Texto fuente:
/---
Hay todo un tejido de casas de subastas, catálogos, intermediarios y libreros que conforman el ecosistema en el que se mueve el coleccionista. Por ejemplo, si usted está el próximo 14 de mayo en Londres y tiene 4.000 libras esterlinas (unos 4.600 euros) podrá pujar por China Monumentis Illustrata, del jesuita Athanasius Kircher, en una subasta de Sotheby´s.

A estas herramientas tradicionales hay que unir internet. "Hay ya páginas como uniliber o iberlibro, que está a nivel internacional, pero entre los libreros es difícil, porque en ese aspecto solemos ser personas conservadoras. Intentamos, sin ayuda de nadie, buscar el libro que nos ha pedido el cliente. Si es un libro importante, con alto valor de mercado, lo que no queremos es que nos lo pisen", explica, "no hace falta levantar la liebre, lo hacemos a la zorrúa".

Internet también ha tenido efecto en los precios. Hoy quien tenga un libro antiguo en casa puede hacerse una idea de su valor con sólo consultar la red, por lo que cada vez es más improbable encontrar grandes gangas, uno de los mayores atractivos que tenía el coleccionismo. Así, a principios de los noventa no era muy difícil dar, entre los destartalados puestos del rastro madrileño, con alguno de los opúsculos del poeta bohemio Armando Buscarini por veinte duros. Quien hoy pague por ellos 200 euros puede considerar que ha hecho una buena adquisición.
\---
Entradas proporcionadas:
/---
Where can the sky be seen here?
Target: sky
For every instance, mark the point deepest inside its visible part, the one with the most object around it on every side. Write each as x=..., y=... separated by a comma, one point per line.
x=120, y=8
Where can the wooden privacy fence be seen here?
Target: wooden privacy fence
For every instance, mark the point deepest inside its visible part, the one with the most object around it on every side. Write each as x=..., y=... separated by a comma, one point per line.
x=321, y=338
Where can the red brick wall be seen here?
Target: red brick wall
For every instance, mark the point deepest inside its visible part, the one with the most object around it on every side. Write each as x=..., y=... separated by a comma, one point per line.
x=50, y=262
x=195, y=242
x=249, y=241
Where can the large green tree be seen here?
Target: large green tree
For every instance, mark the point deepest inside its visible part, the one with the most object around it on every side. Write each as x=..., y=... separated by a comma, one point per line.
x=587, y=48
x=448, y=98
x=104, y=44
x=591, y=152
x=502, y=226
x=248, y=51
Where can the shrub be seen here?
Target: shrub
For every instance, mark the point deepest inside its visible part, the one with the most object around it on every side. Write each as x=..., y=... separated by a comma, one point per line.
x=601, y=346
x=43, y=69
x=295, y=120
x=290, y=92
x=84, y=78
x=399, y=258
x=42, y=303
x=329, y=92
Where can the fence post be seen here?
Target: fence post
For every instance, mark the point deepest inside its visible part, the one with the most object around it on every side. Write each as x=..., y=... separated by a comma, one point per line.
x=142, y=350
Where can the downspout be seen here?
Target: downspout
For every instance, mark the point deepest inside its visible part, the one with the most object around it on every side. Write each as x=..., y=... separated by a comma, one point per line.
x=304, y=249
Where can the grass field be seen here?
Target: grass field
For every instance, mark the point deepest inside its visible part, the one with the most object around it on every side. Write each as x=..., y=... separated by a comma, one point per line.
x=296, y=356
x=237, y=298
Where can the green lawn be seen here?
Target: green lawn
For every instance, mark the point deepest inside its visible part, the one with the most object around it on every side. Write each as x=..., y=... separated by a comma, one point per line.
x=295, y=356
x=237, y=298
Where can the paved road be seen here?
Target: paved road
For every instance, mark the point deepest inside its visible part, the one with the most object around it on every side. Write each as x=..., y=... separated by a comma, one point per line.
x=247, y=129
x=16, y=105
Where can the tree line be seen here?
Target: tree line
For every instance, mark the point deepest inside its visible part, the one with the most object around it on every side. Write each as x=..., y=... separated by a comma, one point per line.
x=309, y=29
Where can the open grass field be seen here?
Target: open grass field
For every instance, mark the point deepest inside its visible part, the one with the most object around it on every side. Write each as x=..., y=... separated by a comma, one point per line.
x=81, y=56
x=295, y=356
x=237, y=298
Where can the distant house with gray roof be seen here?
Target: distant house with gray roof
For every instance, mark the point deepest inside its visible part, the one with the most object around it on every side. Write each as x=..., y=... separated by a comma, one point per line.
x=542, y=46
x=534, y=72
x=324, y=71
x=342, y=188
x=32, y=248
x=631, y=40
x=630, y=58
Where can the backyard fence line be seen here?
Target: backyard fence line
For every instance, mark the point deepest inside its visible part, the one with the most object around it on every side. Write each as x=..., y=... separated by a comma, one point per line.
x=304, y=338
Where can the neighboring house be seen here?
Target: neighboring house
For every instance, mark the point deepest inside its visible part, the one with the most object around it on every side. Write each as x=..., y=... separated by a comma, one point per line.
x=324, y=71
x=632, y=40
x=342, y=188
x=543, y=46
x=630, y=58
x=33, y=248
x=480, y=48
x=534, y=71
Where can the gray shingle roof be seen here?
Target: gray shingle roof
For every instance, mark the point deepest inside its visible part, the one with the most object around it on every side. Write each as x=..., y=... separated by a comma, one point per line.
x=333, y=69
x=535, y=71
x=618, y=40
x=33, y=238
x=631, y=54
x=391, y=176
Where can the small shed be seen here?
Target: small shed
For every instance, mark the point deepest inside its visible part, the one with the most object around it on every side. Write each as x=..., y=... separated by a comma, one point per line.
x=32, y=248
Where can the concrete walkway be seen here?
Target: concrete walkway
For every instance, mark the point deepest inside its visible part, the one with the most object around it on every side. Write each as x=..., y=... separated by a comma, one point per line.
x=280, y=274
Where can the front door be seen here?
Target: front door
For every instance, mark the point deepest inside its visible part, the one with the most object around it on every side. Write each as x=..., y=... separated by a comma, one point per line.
\---
Instrucciones:
A - Repite, sin cambiar nada, todo lo que va desde "Internet también ha" hasta "una buena adquisición." en el texto sobre coleccionismo de libros.
B - Convierte en una lista de puntos el párrafo del texto sobre coleccionismo de libros que empieza por "Internet también ha tenido efecto en los precios" y conserva sus datos principales.
C - Enumera los componentes que, según el texto sobre coleccionismo de libros, conforman el ecosistema en el que se mueve el coleccionista.
Las entradas constituyen un material independiente del texto fuente.

Soluciones:
A -
Internet también ha tenido efecto en los precios. Hoy quien tenga un libro antiguo en casa puede hacerse una idea de su valor con sólo consultar la red, por lo que cada vez es más improbable encontrar grandes gangas, uno de los mayores atractivos que tenía el coleccionismo. Así, a principios de los noventa no era muy difícil dar, entre los destartalados puestos del rastro madrileño, con alguno de los opúsculos del poeta bohemio Armando Buscarini por veinte duros. Quien hoy pague por ellos 200 euros puede considerar que ha hecho una buena adquisición.

B -
- Internet ha influido en los precios de los libros antiguos.
- Quien tenga un libro antiguo en casa puede hacerse una idea de su valor con solo consultar la red.
- Por eso es cada vez más improbable encontrar grandes gangas, uno de los mayores atractivos que tenía el coleccionismo.
- A principios de los noventa no era muy difícil encontrar, en los puestos del rastro madrileño, opúsculos del poeta bohemio Armando Buscarini por veinte duros.
- Hoy, quien pague 200 euros por ellos puede considerar que ha hecho una buena adquisición.

C -
- Casas de subastas
- Catálogos
- Intermediarios
- Libreros